- Location annotation dataset excerpts
-*-*-

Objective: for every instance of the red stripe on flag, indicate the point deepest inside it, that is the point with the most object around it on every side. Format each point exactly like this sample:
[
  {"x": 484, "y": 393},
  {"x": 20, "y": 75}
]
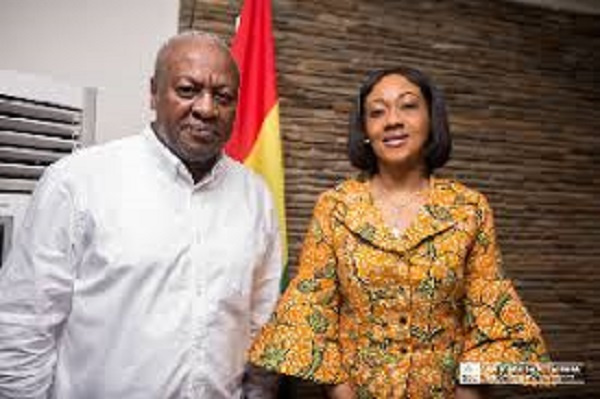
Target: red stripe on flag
[{"x": 254, "y": 50}]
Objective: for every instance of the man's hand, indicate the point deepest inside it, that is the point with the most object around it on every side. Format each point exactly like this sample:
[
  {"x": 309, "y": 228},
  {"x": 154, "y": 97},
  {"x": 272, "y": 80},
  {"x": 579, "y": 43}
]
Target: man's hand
[{"x": 259, "y": 383}]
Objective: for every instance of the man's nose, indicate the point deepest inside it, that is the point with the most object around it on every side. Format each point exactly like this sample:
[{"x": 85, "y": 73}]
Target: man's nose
[{"x": 204, "y": 105}]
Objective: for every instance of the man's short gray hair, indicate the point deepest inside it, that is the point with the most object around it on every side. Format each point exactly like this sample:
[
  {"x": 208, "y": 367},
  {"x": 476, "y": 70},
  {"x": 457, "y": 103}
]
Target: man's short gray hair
[{"x": 165, "y": 49}]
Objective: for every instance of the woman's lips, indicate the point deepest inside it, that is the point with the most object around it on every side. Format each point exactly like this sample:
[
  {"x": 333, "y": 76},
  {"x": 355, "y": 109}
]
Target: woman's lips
[{"x": 395, "y": 140}]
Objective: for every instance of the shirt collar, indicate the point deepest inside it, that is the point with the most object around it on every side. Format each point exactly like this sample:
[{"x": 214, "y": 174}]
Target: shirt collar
[{"x": 174, "y": 165}]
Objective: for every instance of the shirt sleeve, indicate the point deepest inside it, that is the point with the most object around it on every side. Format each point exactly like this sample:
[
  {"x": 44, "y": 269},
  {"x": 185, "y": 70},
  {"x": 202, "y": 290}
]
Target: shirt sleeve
[
  {"x": 267, "y": 276},
  {"x": 498, "y": 328},
  {"x": 35, "y": 291},
  {"x": 301, "y": 338}
]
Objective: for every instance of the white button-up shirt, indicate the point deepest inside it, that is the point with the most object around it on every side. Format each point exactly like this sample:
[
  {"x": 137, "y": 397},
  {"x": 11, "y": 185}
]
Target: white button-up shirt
[{"x": 129, "y": 281}]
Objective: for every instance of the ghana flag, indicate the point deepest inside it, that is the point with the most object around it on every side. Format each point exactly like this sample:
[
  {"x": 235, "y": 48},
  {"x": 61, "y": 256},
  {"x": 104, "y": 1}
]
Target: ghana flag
[{"x": 255, "y": 140}]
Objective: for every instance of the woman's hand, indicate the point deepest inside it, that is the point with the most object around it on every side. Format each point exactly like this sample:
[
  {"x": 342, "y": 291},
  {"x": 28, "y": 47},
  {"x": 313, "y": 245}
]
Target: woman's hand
[
  {"x": 462, "y": 392},
  {"x": 341, "y": 391}
]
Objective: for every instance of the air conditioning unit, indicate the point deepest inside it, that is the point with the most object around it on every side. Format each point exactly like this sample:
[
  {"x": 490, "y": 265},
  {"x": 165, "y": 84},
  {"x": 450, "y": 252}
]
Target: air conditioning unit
[{"x": 41, "y": 121}]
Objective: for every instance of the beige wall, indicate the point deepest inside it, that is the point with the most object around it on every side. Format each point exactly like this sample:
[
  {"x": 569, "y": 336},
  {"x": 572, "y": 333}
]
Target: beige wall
[{"x": 108, "y": 44}]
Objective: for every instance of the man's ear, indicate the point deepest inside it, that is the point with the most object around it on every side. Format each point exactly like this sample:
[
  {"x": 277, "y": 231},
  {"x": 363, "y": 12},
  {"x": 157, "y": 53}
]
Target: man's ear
[{"x": 153, "y": 93}]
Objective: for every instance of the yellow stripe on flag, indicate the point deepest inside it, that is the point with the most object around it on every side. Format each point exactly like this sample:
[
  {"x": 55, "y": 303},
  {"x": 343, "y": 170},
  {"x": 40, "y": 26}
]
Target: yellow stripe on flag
[{"x": 265, "y": 158}]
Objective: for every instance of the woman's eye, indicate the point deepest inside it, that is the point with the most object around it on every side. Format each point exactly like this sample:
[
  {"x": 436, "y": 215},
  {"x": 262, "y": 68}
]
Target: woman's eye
[
  {"x": 411, "y": 105},
  {"x": 375, "y": 113}
]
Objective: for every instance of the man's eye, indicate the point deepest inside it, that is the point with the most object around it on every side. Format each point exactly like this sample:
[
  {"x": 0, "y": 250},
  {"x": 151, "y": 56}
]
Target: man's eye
[
  {"x": 224, "y": 98},
  {"x": 185, "y": 91}
]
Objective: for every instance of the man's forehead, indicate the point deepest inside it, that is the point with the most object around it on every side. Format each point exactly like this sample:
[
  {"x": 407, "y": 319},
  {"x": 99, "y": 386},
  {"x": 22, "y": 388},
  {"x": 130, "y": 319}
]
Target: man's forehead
[{"x": 199, "y": 54}]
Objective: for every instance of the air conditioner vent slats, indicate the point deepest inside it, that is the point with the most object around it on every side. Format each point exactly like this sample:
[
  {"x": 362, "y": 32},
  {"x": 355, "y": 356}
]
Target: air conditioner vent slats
[
  {"x": 28, "y": 109},
  {"x": 41, "y": 121}
]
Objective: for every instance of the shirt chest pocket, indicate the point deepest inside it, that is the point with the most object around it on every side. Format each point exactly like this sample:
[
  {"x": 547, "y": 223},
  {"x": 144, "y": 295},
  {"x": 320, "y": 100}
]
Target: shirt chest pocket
[{"x": 228, "y": 273}]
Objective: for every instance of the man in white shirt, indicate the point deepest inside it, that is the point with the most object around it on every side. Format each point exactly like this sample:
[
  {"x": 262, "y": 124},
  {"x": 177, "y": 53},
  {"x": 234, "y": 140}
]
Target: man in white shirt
[{"x": 144, "y": 266}]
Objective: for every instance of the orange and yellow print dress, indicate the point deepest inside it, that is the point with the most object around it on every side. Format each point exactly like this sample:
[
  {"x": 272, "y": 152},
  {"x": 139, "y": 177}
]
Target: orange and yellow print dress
[{"x": 394, "y": 315}]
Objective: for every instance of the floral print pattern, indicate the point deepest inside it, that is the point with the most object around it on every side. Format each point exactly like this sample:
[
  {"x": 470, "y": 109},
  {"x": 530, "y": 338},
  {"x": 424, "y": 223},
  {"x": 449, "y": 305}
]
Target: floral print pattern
[{"x": 394, "y": 315}]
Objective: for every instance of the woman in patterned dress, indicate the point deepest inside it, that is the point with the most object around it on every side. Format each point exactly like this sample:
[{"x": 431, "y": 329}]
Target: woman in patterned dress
[{"x": 400, "y": 277}]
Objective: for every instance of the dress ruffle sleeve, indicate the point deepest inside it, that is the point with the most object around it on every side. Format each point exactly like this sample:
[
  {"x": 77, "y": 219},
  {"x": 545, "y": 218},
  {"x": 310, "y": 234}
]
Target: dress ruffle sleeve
[{"x": 301, "y": 338}]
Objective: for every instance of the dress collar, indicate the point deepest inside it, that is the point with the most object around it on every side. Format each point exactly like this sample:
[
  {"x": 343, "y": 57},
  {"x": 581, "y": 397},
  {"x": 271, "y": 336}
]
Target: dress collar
[{"x": 358, "y": 212}]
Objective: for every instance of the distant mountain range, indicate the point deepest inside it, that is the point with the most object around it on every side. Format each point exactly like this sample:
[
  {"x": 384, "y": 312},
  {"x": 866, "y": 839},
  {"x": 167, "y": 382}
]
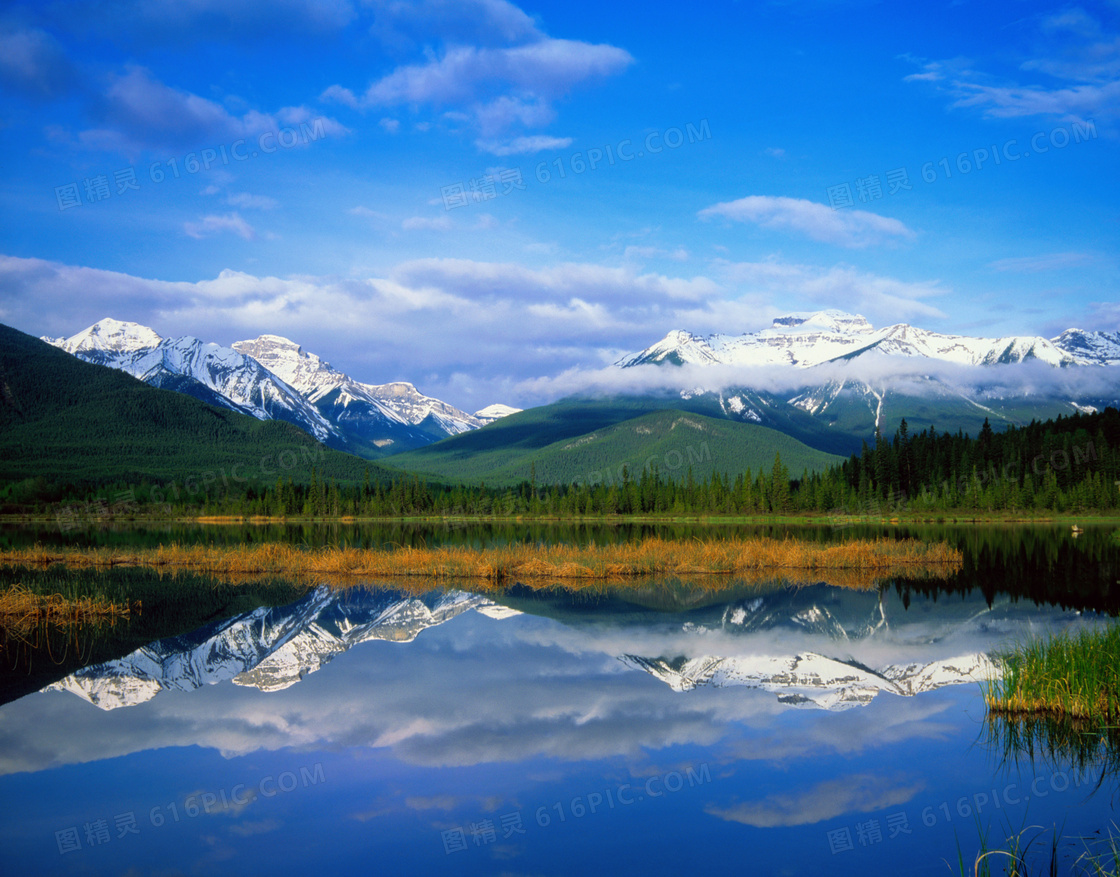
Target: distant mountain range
[
  {"x": 829, "y": 336},
  {"x": 271, "y": 378},
  {"x": 273, "y": 649},
  {"x": 68, "y": 421},
  {"x": 856, "y": 379},
  {"x": 819, "y": 384}
]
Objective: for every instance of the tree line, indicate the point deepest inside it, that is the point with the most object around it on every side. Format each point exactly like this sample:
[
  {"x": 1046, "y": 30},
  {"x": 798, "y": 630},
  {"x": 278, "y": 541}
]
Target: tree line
[{"x": 1065, "y": 465}]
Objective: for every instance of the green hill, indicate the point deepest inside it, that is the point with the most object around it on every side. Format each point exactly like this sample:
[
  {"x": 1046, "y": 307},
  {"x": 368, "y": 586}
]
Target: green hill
[
  {"x": 66, "y": 421},
  {"x": 588, "y": 441}
]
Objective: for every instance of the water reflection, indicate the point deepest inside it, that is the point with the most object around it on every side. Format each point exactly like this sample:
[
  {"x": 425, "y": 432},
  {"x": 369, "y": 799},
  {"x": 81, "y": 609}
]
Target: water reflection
[{"x": 542, "y": 731}]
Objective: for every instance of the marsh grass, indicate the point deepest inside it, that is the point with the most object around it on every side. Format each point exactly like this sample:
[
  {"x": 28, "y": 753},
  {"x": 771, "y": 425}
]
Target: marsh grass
[
  {"x": 24, "y": 610},
  {"x": 1079, "y": 745},
  {"x": 1099, "y": 856},
  {"x": 1066, "y": 675},
  {"x": 866, "y": 560}
]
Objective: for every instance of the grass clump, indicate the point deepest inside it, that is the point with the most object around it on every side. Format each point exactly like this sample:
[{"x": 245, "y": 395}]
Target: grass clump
[
  {"x": 1065, "y": 675},
  {"x": 1019, "y": 857},
  {"x": 535, "y": 562},
  {"x": 21, "y": 609}
]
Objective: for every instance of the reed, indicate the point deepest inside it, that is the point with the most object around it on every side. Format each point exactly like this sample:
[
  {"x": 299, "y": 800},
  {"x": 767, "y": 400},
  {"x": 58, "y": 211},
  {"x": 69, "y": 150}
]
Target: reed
[
  {"x": 1065, "y": 675},
  {"x": 1100, "y": 856},
  {"x": 719, "y": 559},
  {"x": 22, "y": 610}
]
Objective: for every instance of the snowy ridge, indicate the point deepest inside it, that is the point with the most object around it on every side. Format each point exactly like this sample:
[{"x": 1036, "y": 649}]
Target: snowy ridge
[
  {"x": 491, "y": 413},
  {"x": 270, "y": 649},
  {"x": 316, "y": 380},
  {"x": 814, "y": 680},
  {"x": 808, "y": 339},
  {"x": 272, "y": 378},
  {"x": 241, "y": 381}
]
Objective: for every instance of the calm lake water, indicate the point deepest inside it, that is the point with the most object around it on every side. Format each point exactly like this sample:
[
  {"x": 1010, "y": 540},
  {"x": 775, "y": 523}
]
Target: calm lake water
[{"x": 763, "y": 729}]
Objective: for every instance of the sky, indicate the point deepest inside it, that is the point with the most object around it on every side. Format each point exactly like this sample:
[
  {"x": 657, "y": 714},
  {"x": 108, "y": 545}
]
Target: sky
[{"x": 478, "y": 196}]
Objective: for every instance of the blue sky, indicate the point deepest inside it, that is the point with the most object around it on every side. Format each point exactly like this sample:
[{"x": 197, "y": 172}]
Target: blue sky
[{"x": 406, "y": 187}]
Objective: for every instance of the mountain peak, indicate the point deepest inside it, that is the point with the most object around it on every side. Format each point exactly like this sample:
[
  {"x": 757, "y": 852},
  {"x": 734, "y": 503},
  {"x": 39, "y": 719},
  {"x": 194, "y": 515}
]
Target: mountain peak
[
  {"x": 821, "y": 320},
  {"x": 110, "y": 334}
]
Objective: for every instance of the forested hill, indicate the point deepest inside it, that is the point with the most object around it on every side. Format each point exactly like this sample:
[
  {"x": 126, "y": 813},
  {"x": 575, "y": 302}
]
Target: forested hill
[
  {"x": 68, "y": 426},
  {"x": 1070, "y": 462}
]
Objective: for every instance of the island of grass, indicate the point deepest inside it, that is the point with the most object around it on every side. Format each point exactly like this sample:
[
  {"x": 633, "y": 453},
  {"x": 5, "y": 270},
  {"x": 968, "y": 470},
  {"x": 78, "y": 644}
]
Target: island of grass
[
  {"x": 1065, "y": 677},
  {"x": 716, "y": 559}
]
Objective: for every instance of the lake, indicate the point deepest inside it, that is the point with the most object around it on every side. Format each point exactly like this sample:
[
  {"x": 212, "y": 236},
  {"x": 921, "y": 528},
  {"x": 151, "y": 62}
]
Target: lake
[{"x": 653, "y": 729}]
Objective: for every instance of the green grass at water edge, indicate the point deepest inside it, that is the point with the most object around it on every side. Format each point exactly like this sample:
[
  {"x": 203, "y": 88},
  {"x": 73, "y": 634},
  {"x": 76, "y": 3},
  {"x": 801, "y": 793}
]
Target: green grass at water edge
[{"x": 1075, "y": 675}]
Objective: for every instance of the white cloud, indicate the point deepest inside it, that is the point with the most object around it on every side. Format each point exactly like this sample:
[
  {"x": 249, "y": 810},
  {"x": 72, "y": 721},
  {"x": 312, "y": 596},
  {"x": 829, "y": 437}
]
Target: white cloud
[
  {"x": 427, "y": 223},
  {"x": 859, "y": 793},
  {"x": 252, "y": 202},
  {"x": 139, "y": 111},
  {"x": 563, "y": 320},
  {"x": 33, "y": 63},
  {"x": 496, "y": 77},
  {"x": 1072, "y": 48},
  {"x": 843, "y": 227},
  {"x": 211, "y": 225},
  {"x": 548, "y": 68},
  {"x": 1048, "y": 262},
  {"x": 524, "y": 145}
]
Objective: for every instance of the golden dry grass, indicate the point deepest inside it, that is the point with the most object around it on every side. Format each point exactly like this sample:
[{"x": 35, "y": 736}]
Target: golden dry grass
[
  {"x": 22, "y": 610},
  {"x": 750, "y": 559}
]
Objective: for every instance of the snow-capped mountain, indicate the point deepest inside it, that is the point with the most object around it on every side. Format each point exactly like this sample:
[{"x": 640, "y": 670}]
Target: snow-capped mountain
[
  {"x": 812, "y": 646},
  {"x": 809, "y": 339},
  {"x": 386, "y": 414},
  {"x": 855, "y": 379},
  {"x": 813, "y": 680},
  {"x": 273, "y": 378},
  {"x": 214, "y": 374},
  {"x": 491, "y": 413},
  {"x": 270, "y": 649},
  {"x": 1091, "y": 347}
]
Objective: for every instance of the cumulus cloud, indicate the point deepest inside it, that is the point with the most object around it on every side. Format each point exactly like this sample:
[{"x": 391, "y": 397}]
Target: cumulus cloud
[
  {"x": 859, "y": 793},
  {"x": 1047, "y": 262},
  {"x": 33, "y": 63},
  {"x": 1078, "y": 55},
  {"x": 485, "y": 22},
  {"x": 883, "y": 299},
  {"x": 549, "y": 330},
  {"x": 138, "y": 111},
  {"x": 248, "y": 201},
  {"x": 427, "y": 223},
  {"x": 524, "y": 145},
  {"x": 145, "y": 22},
  {"x": 495, "y": 68},
  {"x": 843, "y": 227},
  {"x": 211, "y": 225}
]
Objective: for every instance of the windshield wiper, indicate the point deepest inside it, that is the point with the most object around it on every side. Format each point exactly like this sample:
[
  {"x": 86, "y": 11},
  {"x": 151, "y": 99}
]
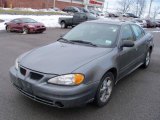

-*-*-

- TASK REQUIREMENTS
Which lines in the listing contain the string "button"? Copy each of them out in full.

- WRITTEN RESPONSE
Objective: for every instance of the white button-up shirt, indicate the point deepest inside it, that is the point with the most object around it on every side. Format each point exactly like this sample:
Target: white button-up shirt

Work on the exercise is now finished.